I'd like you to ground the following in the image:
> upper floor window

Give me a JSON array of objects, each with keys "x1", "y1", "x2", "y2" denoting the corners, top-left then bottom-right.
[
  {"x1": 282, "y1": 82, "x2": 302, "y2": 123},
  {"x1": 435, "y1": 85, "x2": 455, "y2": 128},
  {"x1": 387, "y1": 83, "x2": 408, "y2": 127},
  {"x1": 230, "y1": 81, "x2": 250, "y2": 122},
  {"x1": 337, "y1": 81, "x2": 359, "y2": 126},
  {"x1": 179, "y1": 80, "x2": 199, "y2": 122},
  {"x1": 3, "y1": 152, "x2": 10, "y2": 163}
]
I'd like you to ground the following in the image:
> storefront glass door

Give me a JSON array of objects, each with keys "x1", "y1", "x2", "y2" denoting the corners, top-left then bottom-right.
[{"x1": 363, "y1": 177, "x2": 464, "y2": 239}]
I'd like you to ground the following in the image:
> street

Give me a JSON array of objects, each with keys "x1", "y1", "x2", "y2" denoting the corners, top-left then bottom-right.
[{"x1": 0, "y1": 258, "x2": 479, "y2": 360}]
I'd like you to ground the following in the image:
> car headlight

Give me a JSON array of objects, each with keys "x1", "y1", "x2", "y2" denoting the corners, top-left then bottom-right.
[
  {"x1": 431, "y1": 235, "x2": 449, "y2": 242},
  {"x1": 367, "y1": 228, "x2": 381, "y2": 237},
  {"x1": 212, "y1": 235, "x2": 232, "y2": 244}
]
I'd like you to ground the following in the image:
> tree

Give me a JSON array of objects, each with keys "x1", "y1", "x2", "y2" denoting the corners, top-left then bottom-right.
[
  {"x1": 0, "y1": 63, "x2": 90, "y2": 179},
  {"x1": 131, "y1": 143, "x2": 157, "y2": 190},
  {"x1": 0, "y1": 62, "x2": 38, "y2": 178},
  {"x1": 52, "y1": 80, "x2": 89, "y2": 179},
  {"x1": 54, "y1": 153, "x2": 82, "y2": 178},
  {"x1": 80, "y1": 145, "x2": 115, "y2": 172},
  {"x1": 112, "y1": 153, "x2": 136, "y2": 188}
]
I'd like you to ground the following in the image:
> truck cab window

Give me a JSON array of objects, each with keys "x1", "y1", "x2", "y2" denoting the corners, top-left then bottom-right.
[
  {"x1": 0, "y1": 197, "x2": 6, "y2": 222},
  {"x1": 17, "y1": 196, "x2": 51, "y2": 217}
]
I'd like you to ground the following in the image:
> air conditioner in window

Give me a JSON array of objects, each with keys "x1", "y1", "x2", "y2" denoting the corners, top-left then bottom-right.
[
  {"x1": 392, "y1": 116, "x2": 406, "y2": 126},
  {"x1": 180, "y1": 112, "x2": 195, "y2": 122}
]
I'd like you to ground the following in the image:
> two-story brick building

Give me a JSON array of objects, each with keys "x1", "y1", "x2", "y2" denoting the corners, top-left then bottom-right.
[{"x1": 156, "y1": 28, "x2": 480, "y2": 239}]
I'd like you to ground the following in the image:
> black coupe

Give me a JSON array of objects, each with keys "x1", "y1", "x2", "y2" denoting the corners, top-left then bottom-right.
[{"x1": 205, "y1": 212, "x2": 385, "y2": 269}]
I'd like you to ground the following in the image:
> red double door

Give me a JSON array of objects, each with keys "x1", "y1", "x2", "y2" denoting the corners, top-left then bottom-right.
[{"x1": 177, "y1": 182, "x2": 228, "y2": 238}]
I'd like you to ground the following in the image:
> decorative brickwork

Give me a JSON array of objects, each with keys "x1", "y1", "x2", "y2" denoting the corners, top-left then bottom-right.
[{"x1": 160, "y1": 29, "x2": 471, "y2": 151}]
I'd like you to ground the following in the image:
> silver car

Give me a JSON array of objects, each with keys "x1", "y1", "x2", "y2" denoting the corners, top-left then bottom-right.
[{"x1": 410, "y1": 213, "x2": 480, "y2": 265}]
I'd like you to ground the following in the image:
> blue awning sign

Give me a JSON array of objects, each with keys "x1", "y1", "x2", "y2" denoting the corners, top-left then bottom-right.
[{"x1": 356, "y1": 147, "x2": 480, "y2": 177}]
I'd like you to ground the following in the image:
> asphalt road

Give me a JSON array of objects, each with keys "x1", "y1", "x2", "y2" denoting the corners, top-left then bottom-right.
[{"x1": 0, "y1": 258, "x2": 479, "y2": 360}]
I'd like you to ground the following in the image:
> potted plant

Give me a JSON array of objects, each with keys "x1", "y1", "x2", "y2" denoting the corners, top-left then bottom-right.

※

An exact copy of all the records above is the required answer.

Exercise response:
I'd like you to ground the following in the image:
> upper floor window

Give me a JSON array of objects, each with keys "x1", "y1", "x2", "y2" denoting the corners, top-left then bottom-right.
[
  {"x1": 282, "y1": 82, "x2": 302, "y2": 123},
  {"x1": 435, "y1": 85, "x2": 455, "y2": 128},
  {"x1": 387, "y1": 83, "x2": 408, "y2": 127},
  {"x1": 230, "y1": 81, "x2": 250, "y2": 122},
  {"x1": 337, "y1": 81, "x2": 359, "y2": 126},
  {"x1": 179, "y1": 80, "x2": 199, "y2": 122},
  {"x1": 3, "y1": 152, "x2": 10, "y2": 163}
]
I'd like you to ground the following in the image:
> storefront glass door

Give me a JSON array of objects, each with keys "x1", "y1", "x2", "y2" denoting the corners, top-left then bottom-right.
[{"x1": 363, "y1": 177, "x2": 464, "y2": 239}]
I'd like you to ground the following in the image:
> street

Give me a JSON array of objects, each with keys "x1", "y1", "x2", "y2" denoting the corners, top-left then bottom-right.
[{"x1": 0, "y1": 258, "x2": 479, "y2": 360}]
I'd like you to ground the following in the image:
> car headlight

Give me a JSON array of objects, each with keys "x1", "y1", "x2", "y2" denoting the corners, top-left then bottom-right.
[
  {"x1": 431, "y1": 235, "x2": 449, "y2": 242},
  {"x1": 367, "y1": 228, "x2": 381, "y2": 237},
  {"x1": 212, "y1": 235, "x2": 232, "y2": 244}
]
I'd like you to ground the following in the image:
> tree

Give me a JSON array of objects, each with keys "x1", "y1", "x2", "y2" denoting the corners, top-left then bottom-right.
[
  {"x1": 0, "y1": 63, "x2": 90, "y2": 179},
  {"x1": 131, "y1": 143, "x2": 157, "y2": 190},
  {"x1": 0, "y1": 62, "x2": 38, "y2": 178},
  {"x1": 52, "y1": 80, "x2": 89, "y2": 179},
  {"x1": 54, "y1": 153, "x2": 82, "y2": 178},
  {"x1": 80, "y1": 145, "x2": 115, "y2": 172},
  {"x1": 112, "y1": 153, "x2": 136, "y2": 188}
]
I'd like you to ground the following in the image:
> truck cab window

Give me a JSON array of objects, each with keys "x1", "y1", "x2", "y2" denoting the corners, top-left then bottom-right.
[
  {"x1": 0, "y1": 197, "x2": 6, "y2": 222},
  {"x1": 17, "y1": 196, "x2": 51, "y2": 217}
]
I'd like you to ground the following in the image:
> air conditioner in window

Give me a JSON array of objects, each with keys "x1", "y1", "x2", "y2" denoting the corners, top-left then bottom-right.
[
  {"x1": 392, "y1": 116, "x2": 406, "y2": 126},
  {"x1": 180, "y1": 112, "x2": 195, "y2": 122}
]
I'd like you to ground the following in the image:
> two-story brick building

Give me a JSON array of objects, each with keys "x1", "y1", "x2", "y2" denoting the corners, top-left then bottom-right.
[{"x1": 156, "y1": 28, "x2": 480, "y2": 239}]
I'd like you to ground the following in the image:
> black coupe

Give me a JSON array of objects, each with keys "x1", "y1", "x2", "y2" denoting the corners, top-left then bottom-right.
[{"x1": 205, "y1": 212, "x2": 385, "y2": 269}]
I'd like you to ground the following in the image:
> red double door

Give me a JSON array of objects, each with keys "x1", "y1", "x2", "y2" denoting the corners, top-left then bottom-right.
[{"x1": 177, "y1": 182, "x2": 228, "y2": 238}]
I'd like you to ground the following in the image:
> decorative brickwork

Give me a JSON array of objects, each with keys "x1", "y1", "x2", "y2" denoting the corners, top-left then bottom-right.
[{"x1": 160, "y1": 29, "x2": 471, "y2": 151}]
I'd like you to ground the following in the image:
> silver car

Give me a JSON array of objects, each with keys "x1", "y1", "x2", "y2" denoting the corners, top-left then bottom-right.
[{"x1": 410, "y1": 213, "x2": 480, "y2": 265}]
I'd like you to ground the following in the image:
> blue awning sign

Give me a JSON array of objects, each with keys "x1", "y1", "x2", "y2" denoting the corners, top-left then bottom-right.
[{"x1": 356, "y1": 147, "x2": 480, "y2": 177}]
I'd like you to ground the following in the image:
> asphalt road

Give me a JSON array of objects, each with keys "x1", "y1", "x2", "y2" denoting the corners, top-left then bottom-right.
[{"x1": 0, "y1": 258, "x2": 479, "y2": 360}]
I'd like you to ground the following in the image:
> potted plant

Give me a JSON array of objects, each with keys "x1", "y1", "x2", "y2" denoting the corners, top-left then bottom-right.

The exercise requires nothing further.